Your instructions:
Please resume the passage below on applying image-forming material to thermoplastic material, picking up right after its last sentence.

Selection:
The image forming material can be applied to the thermoplastic material by a variety of methods known to one skilled in the art, such as printing, sputtering and evaporating. The term “evaporating” is intended to mean thermal evaporation, which is a physical vapor deposition method to deposit a thin film of metal on the surface of a substrate. By heating a metal in a vacuum chamber to a hot enough temperature, the vapor pressure of the metal becomes significant and the metal evaporated. It recondenses on the target substrate. As used herein, the term “sputtering” is intended to mean a physical vapor deposition method where atoms in the target material are ejected into the gas phase by high-energy ions and then land on the substrate to create the thin film of metal. Such methods are well known in the art (Bowden et al. (1998) Nature (London) 393: 146-149; Bowden et al. (1999) Appl. Phys. Lett. 75: 2557-2559; Yoo et al. (2002) Adv. Mater. 14: 1383-1387; Huck et al. (2000) Langmuir 16: 3497-3501; Watanabe et al. (2004) J. Polym. Sci. Part B: Polym. Phys. 42: 2460-2466; Volynskii et al. (2000) J. Mater. Sci. 35: 547-554; Stafford et al. (2004) Nature Mater. 3: 545-550; Watanabe et al. (2005) J. Polym. Sci. Part B: Polym. Phys. 43: 1532-1537; Lacour, et al. (2003) Appl. Phys. Lett. 82: 2404-2406.)

In addition, the image forming material can be applied to the thermoplastic material using “pattern transfer”. The term “pattern transfer” refers to the process of contacting an image-forming device, such as a mold or stamp, containing the desired pattern with an image-forming material to the thermoplastic material. After releasing the mold, the pattern is transferred to the thermoplastic material. In general, high aspect ratio pattern and sub-nanometer patterns have been demonstrated. Such methods are well known in the art (Sakurai, et al., U.S. Pat. No. 7,412,926; Peterman, et al., U.S. Pat. No. 7,382,449; Nakamura, et al., U.S. Pat. No. 7,362,524; Tamada, U.S. Pat. No. 6,869,735).

(Region labeling data)
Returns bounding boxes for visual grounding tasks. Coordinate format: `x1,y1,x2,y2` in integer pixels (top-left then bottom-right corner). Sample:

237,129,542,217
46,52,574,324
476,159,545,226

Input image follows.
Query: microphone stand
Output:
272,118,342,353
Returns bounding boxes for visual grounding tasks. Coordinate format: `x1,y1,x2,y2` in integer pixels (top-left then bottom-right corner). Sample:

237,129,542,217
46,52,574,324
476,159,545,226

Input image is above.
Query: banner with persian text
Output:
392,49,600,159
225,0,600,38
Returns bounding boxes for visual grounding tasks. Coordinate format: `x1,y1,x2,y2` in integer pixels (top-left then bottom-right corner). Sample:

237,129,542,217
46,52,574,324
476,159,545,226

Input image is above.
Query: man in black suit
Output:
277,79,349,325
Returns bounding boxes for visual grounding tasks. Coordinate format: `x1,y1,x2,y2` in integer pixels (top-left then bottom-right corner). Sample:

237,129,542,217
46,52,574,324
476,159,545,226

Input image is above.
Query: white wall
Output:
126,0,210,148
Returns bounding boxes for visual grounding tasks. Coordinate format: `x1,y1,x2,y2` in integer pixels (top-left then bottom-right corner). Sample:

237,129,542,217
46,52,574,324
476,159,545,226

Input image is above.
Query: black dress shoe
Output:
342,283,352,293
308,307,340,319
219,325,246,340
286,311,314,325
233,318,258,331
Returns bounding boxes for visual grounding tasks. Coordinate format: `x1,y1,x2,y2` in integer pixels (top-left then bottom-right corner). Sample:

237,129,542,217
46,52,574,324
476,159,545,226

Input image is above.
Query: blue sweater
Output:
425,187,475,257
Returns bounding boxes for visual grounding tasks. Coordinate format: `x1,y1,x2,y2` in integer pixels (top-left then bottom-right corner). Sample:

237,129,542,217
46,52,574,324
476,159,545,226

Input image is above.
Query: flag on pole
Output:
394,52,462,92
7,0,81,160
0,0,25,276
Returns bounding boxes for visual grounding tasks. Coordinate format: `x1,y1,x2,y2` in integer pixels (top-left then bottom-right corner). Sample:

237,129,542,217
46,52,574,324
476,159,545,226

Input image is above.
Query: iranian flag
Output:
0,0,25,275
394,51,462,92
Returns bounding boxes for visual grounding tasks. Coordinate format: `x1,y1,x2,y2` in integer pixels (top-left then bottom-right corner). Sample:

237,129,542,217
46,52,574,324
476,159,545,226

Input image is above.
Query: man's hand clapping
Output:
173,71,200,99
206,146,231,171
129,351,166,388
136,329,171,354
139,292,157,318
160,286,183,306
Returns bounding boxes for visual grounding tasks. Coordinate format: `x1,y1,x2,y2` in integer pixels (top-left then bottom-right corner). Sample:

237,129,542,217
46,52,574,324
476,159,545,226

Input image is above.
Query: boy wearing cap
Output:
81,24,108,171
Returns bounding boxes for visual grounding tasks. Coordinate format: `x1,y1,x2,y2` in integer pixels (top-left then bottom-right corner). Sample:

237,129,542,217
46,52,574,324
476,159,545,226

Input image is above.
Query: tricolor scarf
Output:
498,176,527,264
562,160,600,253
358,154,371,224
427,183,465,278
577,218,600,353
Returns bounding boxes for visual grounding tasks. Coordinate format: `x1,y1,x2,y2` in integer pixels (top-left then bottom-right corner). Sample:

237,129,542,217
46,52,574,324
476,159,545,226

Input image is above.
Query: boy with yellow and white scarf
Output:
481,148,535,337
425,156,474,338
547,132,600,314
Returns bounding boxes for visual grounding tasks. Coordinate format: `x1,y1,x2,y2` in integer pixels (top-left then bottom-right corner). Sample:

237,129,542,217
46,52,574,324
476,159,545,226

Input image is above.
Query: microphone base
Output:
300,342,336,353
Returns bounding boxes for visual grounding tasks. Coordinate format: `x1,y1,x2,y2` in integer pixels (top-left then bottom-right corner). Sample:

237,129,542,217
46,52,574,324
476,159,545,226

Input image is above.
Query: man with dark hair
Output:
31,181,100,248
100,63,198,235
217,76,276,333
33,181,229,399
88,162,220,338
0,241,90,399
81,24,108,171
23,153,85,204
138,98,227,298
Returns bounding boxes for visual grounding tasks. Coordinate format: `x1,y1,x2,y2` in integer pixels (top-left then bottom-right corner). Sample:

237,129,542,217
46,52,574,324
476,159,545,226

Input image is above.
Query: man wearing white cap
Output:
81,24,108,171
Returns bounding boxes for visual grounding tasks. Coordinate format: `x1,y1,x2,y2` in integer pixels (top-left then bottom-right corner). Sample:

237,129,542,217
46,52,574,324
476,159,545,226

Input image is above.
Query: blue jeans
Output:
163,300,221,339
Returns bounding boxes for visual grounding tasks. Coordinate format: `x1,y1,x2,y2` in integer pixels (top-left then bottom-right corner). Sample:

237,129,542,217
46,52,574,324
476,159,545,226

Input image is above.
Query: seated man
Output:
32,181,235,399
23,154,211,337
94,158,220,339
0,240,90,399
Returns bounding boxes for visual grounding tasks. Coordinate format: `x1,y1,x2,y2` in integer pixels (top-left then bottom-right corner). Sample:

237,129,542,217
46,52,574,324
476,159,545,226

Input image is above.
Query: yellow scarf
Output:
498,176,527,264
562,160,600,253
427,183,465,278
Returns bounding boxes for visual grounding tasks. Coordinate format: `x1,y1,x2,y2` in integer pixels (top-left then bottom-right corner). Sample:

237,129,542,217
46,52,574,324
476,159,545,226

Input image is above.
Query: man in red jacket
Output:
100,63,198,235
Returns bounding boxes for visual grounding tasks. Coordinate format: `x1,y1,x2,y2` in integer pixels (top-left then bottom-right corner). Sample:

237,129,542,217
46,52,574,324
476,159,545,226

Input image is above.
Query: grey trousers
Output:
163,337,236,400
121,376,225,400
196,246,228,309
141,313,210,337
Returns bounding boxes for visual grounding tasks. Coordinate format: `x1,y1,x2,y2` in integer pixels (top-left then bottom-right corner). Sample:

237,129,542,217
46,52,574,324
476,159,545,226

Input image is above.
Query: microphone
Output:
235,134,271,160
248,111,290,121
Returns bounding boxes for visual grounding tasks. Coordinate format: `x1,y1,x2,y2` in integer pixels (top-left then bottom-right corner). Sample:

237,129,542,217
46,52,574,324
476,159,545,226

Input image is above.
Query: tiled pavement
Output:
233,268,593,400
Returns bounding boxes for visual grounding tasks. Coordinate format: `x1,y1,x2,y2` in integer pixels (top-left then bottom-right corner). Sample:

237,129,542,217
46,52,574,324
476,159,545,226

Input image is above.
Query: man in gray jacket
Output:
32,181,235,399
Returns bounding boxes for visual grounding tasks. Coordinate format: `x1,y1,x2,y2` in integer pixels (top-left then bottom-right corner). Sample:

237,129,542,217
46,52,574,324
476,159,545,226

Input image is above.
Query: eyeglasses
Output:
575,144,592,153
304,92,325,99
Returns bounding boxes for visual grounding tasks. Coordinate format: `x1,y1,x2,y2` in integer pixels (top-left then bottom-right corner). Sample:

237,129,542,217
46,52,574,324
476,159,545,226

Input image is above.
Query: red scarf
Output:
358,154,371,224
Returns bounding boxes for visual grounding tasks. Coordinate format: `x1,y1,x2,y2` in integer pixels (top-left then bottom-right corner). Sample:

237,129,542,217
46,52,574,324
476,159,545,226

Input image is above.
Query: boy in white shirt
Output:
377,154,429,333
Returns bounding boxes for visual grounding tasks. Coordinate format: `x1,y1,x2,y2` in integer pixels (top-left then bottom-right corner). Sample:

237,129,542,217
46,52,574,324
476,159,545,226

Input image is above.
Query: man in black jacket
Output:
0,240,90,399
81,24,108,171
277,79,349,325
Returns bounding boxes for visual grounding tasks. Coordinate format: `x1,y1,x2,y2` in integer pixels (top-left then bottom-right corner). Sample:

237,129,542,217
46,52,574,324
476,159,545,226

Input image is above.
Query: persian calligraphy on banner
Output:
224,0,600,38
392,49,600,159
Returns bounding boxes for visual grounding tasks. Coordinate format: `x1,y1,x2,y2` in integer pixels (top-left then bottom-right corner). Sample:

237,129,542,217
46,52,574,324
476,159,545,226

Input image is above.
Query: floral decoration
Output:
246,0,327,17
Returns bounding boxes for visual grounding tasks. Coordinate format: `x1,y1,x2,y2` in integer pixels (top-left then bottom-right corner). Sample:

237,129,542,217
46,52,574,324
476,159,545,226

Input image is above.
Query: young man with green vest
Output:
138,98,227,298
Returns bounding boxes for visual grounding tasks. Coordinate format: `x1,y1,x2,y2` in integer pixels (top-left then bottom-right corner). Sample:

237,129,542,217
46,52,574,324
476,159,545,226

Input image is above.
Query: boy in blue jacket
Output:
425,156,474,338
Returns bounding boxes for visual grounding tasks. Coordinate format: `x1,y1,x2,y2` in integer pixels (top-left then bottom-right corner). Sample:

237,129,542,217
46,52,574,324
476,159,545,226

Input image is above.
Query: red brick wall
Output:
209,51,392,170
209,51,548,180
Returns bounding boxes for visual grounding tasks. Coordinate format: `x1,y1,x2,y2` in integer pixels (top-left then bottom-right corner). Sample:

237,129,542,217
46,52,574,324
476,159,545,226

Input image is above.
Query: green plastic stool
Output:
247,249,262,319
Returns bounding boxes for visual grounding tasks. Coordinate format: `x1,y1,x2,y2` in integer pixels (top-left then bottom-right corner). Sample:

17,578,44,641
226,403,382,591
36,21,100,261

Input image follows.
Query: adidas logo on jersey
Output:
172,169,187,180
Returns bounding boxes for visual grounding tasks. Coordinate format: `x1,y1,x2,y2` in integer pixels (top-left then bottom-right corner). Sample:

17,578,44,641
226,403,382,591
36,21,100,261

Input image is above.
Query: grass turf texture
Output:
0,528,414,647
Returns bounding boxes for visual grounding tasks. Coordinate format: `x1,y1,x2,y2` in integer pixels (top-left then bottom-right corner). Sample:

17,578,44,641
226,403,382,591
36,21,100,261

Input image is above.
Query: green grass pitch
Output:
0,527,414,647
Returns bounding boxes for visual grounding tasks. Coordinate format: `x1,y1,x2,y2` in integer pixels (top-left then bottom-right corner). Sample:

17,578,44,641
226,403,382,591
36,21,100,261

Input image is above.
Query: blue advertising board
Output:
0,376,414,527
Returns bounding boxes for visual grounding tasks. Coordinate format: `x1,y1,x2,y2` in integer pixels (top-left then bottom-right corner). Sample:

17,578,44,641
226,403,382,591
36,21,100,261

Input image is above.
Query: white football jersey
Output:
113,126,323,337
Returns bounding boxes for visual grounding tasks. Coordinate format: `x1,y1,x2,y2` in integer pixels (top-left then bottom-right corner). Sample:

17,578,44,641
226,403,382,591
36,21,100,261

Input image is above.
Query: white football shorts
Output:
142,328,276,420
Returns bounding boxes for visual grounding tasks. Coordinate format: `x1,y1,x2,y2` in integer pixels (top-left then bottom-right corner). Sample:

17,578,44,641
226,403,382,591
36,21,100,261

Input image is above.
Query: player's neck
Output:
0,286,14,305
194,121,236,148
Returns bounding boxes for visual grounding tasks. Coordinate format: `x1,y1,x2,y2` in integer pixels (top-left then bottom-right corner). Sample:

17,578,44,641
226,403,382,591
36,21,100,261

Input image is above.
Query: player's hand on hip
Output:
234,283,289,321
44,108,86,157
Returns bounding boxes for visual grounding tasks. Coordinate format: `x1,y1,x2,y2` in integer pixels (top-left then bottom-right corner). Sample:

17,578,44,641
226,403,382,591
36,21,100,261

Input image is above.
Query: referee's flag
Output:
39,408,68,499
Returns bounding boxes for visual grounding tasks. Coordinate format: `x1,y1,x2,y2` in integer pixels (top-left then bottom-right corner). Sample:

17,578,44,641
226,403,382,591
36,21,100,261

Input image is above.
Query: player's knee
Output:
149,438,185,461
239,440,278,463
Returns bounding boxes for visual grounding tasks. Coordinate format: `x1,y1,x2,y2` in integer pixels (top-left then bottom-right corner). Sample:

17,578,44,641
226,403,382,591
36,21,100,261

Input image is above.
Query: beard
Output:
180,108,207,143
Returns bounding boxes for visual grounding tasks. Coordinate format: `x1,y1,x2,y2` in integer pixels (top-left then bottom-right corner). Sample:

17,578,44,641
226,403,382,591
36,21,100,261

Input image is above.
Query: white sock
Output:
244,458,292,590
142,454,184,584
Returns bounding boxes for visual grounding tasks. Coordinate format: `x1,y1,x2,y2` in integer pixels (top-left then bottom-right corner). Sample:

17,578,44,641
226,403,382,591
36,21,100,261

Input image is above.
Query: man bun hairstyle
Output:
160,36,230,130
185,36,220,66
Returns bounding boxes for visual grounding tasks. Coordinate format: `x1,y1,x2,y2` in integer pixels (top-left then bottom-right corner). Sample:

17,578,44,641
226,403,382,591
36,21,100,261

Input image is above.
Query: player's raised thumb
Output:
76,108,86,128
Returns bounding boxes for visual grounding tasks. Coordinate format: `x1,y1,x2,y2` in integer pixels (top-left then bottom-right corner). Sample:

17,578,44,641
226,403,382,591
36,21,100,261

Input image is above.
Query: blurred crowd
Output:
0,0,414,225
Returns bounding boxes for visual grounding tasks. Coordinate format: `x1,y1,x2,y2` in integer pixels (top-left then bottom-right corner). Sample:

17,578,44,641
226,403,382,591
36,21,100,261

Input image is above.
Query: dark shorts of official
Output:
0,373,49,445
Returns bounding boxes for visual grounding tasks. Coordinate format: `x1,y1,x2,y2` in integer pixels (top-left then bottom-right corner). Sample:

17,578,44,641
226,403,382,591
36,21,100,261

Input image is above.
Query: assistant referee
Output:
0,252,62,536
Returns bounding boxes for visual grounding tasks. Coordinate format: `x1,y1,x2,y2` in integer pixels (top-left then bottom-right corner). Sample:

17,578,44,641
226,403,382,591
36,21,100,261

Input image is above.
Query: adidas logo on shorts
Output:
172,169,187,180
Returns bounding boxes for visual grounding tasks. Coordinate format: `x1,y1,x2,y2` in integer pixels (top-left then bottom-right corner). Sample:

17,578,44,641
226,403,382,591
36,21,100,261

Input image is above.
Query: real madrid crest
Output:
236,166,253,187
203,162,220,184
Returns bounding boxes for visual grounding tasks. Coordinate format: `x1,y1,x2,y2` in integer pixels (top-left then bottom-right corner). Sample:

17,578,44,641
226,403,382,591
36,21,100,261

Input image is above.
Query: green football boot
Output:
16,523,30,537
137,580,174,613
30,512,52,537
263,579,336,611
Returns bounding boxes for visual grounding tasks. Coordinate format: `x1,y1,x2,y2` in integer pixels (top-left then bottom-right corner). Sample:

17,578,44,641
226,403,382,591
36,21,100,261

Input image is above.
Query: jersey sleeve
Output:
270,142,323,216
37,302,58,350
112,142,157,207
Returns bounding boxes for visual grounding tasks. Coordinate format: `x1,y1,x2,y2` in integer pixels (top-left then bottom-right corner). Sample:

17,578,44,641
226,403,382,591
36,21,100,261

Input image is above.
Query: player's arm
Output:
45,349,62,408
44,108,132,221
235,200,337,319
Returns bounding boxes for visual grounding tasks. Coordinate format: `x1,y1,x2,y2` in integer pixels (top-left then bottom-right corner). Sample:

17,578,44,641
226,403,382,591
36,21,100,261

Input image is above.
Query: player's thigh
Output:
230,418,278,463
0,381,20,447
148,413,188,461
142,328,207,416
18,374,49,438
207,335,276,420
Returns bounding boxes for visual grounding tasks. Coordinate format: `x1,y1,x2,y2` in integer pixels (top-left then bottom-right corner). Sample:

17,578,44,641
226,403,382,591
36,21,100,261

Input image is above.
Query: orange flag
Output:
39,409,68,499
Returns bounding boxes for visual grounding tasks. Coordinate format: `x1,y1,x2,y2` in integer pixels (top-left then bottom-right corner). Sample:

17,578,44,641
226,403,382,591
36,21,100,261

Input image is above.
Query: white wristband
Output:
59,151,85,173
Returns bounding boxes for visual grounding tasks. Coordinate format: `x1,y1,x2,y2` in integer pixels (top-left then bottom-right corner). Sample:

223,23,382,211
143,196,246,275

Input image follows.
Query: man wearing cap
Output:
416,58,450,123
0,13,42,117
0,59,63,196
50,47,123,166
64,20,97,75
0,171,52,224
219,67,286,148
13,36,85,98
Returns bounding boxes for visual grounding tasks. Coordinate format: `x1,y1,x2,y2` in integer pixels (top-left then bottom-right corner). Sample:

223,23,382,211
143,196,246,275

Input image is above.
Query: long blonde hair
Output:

Final answer:
Another method for applying the image forming material includes, for example “micro-contact printing”. The term “micro-contact printing” refers to the use of the relief patterns on a PDMS stamp to form patterns of self-assembled monolayers (SAMs) of an image-forming material on the surface of a thermoplastic material through conformal contact. Micro-contact printing differs from other printing methods, like inkjet printing or 3D printing, in the use of self-assembly (especially, the use of SAMs) to form micro patterns and microstructures of various image-forming materials. Such methods are well known in the art (Cracauer, et al., U.S. Pat. No. 6,981,445; Fujihira, et al., U.S. Pat. No. 6,868,786; Hall, et al., U.S. Pat. No. 6,792,856; Maracas, et al., U.S. Pat. No. 5,937,758).

“Soft-lithography” is intended to refer to a technique commonly known in the art. Soft-lithography uses a patterning device, such as a stamp, a mold or mask, having a transfer surface comprising a well defined pattern in conjunction with a receptive or conformable material to receive the transferred pattern. Microsized and nanosized structures are formed by material processing involving conformal contact on a molecular scale between the substrate and the transfer surface of the patterning device.

The term “receptive material” is intended to refer to a material which is capable of receiving a transferred pattern. In certain embodiments, the receptive material is a conformable material such as those typically used in soft lithography comprise of elastomeric materials, such as polydimethylsiloxane (PDMS), gelatin, agarose, polyethylene glycol, cellulose nitrate, polyacrylamide or chitosan. The thermoplastic receptive material, or thermoplastic material, is also a receptive material as it can be etched, for example.

“Imprint lithography” is intended to refer to a technique commonly known in the art. “Imprint lithography” typically refers to a three-dimensional patterning method which utilizes a patterning device, such as a stamp, a mold or mask.

A “mold” is intended to mean an imprint lithographic mold.

A “patterning device” is intended to be broadly interpreted as referring to a device that can be used to convey a patterned cross-section, corresponding to a pattern that is to be created in a target portion of the substrate.

A “pattern” is intended to mean a mark or design.

“Bonded” is intended to mean a fabrication process that joins materials, usually metals or thermoplastics, by causing coalescence. This is often done by melting the materials to form a pool of molten material that cools to become a strong joint, with pressure sometimes used in conjunction with heat, or by itself, to produce the bond.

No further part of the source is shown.